_Task item_: Scan the material below for the string "white". Report every line that has it.

_Supplied material_:
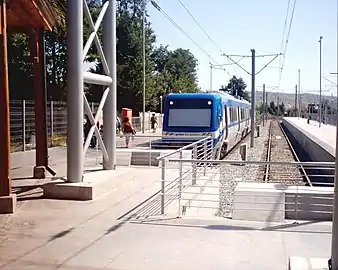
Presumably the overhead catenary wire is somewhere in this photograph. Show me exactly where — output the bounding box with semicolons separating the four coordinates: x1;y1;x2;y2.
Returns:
278;0;297;87
174;0;235;75
279;0;291;66
150;1;218;64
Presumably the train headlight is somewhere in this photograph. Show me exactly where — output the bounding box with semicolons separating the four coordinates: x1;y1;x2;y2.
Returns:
208;101;212;105
170;101;173;105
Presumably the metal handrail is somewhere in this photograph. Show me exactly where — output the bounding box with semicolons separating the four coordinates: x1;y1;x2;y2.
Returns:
156;136;212;161
125;134;212;138
167;159;335;167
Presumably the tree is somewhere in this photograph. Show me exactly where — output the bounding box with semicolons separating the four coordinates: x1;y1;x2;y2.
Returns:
7;0;201;114
152;47;199;94
220;76;250;101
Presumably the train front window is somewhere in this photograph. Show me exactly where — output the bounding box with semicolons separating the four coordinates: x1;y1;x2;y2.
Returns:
168;108;211;127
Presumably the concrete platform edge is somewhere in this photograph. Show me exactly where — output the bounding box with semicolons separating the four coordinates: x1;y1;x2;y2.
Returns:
288;256;330;270
282;118;335;159
0;194;17;214
42;168;135;201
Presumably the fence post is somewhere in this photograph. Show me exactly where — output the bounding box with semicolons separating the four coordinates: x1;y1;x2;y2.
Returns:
203;140;207;176
178;150;183;217
148;136;152;167
161;159;166;215
50;100;54;142
22;100;26;151
192;144;197;185
91;102;94;113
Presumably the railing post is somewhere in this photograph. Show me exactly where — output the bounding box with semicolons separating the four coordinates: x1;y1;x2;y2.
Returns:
161;158;166;215
148;135;152;167
295;176;299;223
178;150;183;217
192;144;197;185
203;139;207;176
22;100;26;151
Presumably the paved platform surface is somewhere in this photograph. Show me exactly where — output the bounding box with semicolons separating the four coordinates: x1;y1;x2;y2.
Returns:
1;164;333;269
9;129;164;205
283;117;336;157
11;129;163;178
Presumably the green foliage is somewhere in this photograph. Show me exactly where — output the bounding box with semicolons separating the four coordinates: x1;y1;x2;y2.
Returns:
7;0;200;114
258;101;286;116
220;75;250;101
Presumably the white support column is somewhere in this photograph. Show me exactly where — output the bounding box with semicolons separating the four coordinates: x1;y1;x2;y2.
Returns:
67;0;84;183
103;0;117;170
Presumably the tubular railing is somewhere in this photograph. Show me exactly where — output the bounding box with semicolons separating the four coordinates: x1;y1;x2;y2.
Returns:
155;136;214;215
163;158;335;221
84;132;215;169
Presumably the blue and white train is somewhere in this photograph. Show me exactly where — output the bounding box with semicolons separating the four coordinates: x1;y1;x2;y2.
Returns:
162;91;251;159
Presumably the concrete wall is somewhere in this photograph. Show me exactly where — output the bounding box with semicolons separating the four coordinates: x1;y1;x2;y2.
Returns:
231;183;333;222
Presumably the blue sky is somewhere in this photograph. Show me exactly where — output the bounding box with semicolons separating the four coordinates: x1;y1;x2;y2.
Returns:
146;0;337;95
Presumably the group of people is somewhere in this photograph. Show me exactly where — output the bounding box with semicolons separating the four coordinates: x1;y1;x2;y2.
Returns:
83;113;158;148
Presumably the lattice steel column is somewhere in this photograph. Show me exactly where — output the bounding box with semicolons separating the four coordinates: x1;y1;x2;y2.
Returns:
66;0;117;182
67;0;84;183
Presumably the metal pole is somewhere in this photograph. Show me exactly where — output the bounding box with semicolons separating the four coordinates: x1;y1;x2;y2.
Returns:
331;11;338;267
103;0;117;170
319;36;323;127
50;100;54;140
250;49;255;148
295;84;297;112
22;100;26;151
265;91;268;122
298;69;301;118
210;63;213;90
262;84;265;126
67;0;83;183
0;0;11;197
160;159;165;215
142;8;146;133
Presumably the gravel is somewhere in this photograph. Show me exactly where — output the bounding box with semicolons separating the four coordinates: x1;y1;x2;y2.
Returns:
217;120;271;217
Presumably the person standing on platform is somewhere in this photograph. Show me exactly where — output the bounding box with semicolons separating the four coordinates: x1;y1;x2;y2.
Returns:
150;113;158;133
122;116;136;148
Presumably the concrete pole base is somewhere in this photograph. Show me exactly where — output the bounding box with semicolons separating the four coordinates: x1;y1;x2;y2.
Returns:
33;166;46;179
0;194;17;214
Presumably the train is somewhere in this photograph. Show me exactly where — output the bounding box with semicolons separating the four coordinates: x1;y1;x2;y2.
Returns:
162;91;251;159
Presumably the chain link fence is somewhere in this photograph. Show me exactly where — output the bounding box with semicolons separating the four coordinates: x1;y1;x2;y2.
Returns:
9;100;162;152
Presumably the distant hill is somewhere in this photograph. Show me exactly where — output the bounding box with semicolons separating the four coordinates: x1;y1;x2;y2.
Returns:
255;91;336;109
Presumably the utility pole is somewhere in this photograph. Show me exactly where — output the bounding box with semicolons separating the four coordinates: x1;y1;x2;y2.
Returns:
221;50;281;148
319;36;323;127
250;49;255;148
262;84;265;126
298;69;301;119
277;94;280;116
295;84;298;111
265;91;268;122
142;7;146;133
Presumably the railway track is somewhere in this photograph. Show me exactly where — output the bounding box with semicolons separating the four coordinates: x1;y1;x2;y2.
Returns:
259;120;311;185
222;117;264;159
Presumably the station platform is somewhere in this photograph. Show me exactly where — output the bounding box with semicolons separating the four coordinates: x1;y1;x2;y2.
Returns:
4;125;333;269
282;117;336;161
0;169;332;269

_Exercise output_:
Presumably the white support column is somewhere in this photograph. Show me exactly where — output the bounding box with semicolons separating the four coordinates: x1;y1;x2;y2.
Presumably the blue and white train is somewhere in this photograph. Show me exactly where — output the bounding box with semicolons separating the four coordinates: x1;y1;x2;y2.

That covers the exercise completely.